**WHAT THE EXERCISE ASKS**
Locate the line that contains "Target: green vegetation". Copy it and every following line through the end of the records, exactly, and include nothing else.

= Beginning of Section =

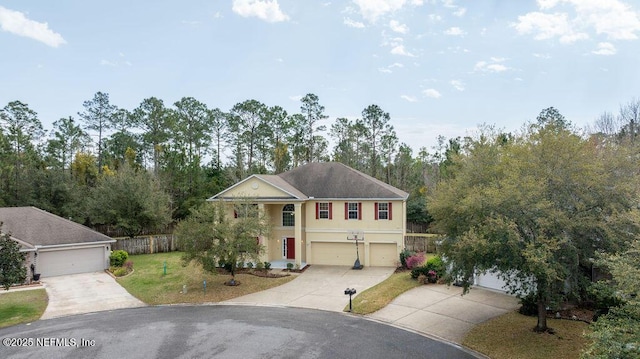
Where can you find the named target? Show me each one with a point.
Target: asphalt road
(218, 331)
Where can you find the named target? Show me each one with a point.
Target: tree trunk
(541, 326)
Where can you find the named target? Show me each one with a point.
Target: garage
(335, 253)
(383, 254)
(71, 261)
(59, 246)
(490, 281)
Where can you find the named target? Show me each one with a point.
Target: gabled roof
(325, 180)
(36, 227)
(337, 180)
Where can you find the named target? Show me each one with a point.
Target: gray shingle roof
(336, 180)
(41, 228)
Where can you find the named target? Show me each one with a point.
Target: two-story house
(315, 207)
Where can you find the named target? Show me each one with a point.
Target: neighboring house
(314, 207)
(54, 245)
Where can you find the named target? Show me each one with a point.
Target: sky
(439, 67)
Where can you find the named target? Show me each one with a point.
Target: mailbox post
(350, 292)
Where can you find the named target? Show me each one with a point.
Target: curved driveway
(220, 331)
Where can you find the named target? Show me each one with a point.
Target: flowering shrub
(415, 260)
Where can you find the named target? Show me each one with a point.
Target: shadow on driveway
(85, 293)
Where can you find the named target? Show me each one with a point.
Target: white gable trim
(215, 197)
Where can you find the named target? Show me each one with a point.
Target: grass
(511, 336)
(22, 307)
(150, 285)
(380, 295)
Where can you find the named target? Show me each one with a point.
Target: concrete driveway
(85, 293)
(440, 311)
(319, 287)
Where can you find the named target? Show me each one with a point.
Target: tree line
(183, 153)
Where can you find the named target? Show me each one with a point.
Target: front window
(383, 210)
(353, 210)
(246, 210)
(288, 218)
(323, 210)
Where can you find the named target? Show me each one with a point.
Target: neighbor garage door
(330, 253)
(383, 254)
(491, 281)
(71, 261)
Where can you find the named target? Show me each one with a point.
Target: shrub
(418, 271)
(414, 261)
(117, 258)
(120, 271)
(404, 255)
(422, 279)
(434, 264)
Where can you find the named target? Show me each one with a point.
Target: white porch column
(264, 240)
(298, 233)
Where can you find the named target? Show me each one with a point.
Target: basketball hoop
(356, 235)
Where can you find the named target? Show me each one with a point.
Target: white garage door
(383, 254)
(491, 281)
(70, 261)
(341, 254)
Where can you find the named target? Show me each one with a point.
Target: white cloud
(400, 50)
(16, 23)
(454, 31)
(351, 23)
(398, 27)
(449, 3)
(409, 98)
(547, 26)
(433, 93)
(457, 84)
(267, 10)
(605, 48)
(612, 18)
(494, 65)
(460, 12)
(542, 56)
(371, 10)
(107, 63)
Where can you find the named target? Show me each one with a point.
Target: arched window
(288, 219)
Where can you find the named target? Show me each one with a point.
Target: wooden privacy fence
(146, 244)
(422, 242)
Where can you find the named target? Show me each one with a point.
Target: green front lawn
(512, 336)
(150, 285)
(378, 296)
(22, 307)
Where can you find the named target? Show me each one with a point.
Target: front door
(291, 248)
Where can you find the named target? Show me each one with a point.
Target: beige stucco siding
(326, 239)
(254, 188)
(335, 253)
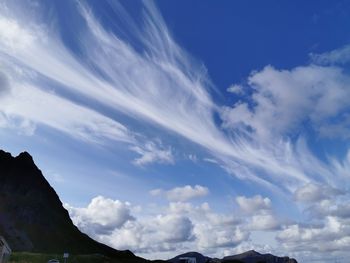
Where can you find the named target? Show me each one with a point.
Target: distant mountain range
(250, 256)
(33, 219)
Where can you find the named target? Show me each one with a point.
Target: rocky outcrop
(32, 217)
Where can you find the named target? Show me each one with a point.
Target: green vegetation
(25, 257)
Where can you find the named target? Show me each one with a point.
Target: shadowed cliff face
(32, 217)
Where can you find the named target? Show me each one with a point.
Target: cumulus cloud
(165, 231)
(184, 193)
(286, 98)
(236, 89)
(101, 216)
(316, 192)
(333, 235)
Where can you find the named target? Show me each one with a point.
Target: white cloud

= End of Section =

**EXERCISE RESULT**
Target: green vegetation
(25, 257)
Where can you find the named target? Show me each one with a point.
Target: shadowed cliff face
(32, 217)
Where can you find the named target? Show me each one with a point.
Target: cumulus cloud
(165, 231)
(184, 193)
(286, 98)
(236, 89)
(101, 216)
(316, 192)
(333, 235)
Where can you find the named target? Show me each one with a point.
Target: white cloud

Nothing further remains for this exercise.